§ Document section:
=-=-=-=-=
Krispy Kreme’s CEO is defending the company against social media backlash to its offer of a free doughnut a day for the rest of the year to customers who get the COVID-19 vaccine.
Some critics took a swipe at the promotion, citing the health effects of eating a doughnut daily, especially during a pandemic that’s harder on the obese. Others said the offer discriminates against people who don’t want the vaccine.
“Every incentive helps & free doughnuts may help move the needle,” tweeted Dr. Leana Wen, an emergency physician and visiting professor of health policy and management at the George Washington University Milken Institute School of Public Health. “However, donuts are a treat that’s not good for health if eaten every day.”
In an interview with Yahoo Finance Live, Krispy Kreme CEO Mike Tattersfield said, “We’re a sweet treat company…If folks don’t want to visit a doughnut shop, they don’t have to.”
He added that if “folks that want to get a vaccine, if they decide to combine a Krispy Kreme pickup (for) a doughnut, they can. That’s how we look at it… generosity.”
Starting last Monday, consumers showing a valid COVID-19 vaccination card at Krispy Kreme locations nationwide get a free Original Glazed doughnut, the Winston-Salem, North Carolina-based chain announced.
The freebie is valid at all 369 Krispy Kreme shops located in 41 states and available “anytime, any day, every day for the rest of the year,” Dave Skena, Krispy Kreme chief marketing officer, told USA TODAY. No purchase is necessary.
Krispy Kreme is also offering up to four hours of paid time off for each COVID-19 vaccination for its employees. And it isn’t alone. Businesses including retailers such as Best Buy, Target and Trader Joe’s, have been providing paid time off to employees who get the vaccine.
While many companies are giving employees motivation, Krispy Kreme appears to be the first national chain to provide consumers with a treat. It has also given out free doughnuts on special occasions like Halloween for wearing a costume, Election Day and recently on St. Patrick’s Day for consumers who wore green.
=-=-=-=-=
§ Source material:
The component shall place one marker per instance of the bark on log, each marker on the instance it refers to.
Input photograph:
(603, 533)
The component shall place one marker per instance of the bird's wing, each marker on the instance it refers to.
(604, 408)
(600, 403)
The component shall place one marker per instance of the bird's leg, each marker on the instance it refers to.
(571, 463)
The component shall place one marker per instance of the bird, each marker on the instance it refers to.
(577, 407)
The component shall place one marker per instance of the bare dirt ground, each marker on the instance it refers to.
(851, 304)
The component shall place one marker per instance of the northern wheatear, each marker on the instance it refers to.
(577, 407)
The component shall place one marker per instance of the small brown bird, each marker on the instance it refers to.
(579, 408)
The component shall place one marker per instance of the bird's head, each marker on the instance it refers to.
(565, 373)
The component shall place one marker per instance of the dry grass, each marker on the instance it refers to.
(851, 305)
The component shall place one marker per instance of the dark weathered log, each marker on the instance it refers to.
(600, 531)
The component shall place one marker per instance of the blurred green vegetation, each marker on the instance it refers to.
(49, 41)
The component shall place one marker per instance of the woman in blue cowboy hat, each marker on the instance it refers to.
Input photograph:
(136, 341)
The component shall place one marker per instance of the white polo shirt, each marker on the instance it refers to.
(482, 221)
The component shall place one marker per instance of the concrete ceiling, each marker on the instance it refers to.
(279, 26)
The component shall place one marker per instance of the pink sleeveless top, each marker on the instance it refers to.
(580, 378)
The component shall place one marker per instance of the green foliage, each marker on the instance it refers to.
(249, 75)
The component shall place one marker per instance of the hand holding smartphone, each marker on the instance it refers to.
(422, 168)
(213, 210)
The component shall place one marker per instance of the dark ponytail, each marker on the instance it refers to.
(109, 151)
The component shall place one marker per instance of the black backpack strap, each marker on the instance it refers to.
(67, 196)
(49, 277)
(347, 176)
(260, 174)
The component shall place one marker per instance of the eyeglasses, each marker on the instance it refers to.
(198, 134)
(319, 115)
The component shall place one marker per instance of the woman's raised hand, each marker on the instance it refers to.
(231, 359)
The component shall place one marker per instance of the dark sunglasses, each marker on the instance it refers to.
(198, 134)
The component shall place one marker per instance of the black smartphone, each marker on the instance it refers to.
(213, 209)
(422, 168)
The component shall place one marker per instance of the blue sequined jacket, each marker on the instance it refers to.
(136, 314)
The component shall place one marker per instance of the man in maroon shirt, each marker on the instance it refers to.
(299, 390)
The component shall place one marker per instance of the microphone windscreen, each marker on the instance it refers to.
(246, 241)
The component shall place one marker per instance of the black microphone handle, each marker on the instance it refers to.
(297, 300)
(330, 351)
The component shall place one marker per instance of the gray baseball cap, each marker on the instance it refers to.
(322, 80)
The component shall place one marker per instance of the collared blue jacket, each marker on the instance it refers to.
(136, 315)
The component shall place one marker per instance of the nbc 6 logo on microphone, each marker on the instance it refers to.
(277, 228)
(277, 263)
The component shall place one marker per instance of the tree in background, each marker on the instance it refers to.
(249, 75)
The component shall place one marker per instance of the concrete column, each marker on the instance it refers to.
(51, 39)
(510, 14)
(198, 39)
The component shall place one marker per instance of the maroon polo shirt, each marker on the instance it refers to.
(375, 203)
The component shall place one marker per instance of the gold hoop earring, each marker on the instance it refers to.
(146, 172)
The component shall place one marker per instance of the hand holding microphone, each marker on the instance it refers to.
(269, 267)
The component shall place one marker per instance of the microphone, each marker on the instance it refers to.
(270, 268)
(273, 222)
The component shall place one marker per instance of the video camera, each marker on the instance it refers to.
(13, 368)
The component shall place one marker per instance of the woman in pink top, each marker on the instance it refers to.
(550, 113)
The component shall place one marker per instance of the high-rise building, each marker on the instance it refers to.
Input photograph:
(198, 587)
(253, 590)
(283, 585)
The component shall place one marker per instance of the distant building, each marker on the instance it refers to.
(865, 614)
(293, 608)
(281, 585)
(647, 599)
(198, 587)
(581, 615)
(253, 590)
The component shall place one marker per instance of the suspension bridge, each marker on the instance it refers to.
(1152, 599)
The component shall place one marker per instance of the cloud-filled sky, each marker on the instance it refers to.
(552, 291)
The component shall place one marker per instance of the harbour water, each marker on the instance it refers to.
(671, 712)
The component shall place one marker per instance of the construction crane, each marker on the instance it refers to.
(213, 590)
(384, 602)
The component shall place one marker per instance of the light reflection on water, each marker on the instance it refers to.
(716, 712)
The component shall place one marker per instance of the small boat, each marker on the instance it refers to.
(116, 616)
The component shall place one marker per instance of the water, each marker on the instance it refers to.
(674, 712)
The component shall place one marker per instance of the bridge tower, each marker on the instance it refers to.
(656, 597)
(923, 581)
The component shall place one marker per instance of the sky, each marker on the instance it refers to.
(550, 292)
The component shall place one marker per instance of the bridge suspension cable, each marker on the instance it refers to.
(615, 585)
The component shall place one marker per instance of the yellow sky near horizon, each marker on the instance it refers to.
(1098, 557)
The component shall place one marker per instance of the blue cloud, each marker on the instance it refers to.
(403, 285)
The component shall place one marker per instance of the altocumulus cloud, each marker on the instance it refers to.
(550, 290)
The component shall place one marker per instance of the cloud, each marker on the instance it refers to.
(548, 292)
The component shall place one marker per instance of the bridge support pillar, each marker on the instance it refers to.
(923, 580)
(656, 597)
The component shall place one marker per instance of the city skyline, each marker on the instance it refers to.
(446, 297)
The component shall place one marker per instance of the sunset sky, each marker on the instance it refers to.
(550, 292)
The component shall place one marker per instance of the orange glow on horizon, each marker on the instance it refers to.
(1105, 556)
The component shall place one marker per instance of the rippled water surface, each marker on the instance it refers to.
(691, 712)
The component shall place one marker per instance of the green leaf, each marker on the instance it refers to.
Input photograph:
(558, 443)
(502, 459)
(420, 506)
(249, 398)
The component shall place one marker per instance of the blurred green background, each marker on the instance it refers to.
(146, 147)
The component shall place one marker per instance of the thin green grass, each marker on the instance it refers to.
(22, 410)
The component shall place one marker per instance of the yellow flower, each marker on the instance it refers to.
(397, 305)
=-=-=-=-=
§ Using the information:
(A) Translate this sentence from the article on Krispy Kreme's vaccine promotion into Spanish: "Krispy Kreme is also offering up to four hours of paid time off for each COVID-19 vaccination for its employees."
(B) According to the article on Krispy Kreme's vaccine promotion, at how many Krispy Kreme shops is the free doughnut valid?

§ Completed exercise:
(A) Krispy Kreme también ofrece a sus empleados hasta cuatro horas de tiempo libre remunerado por cada vacunación contra la COVID-19.

(B) All 369 Krispy Kreme shops, located in 41 states.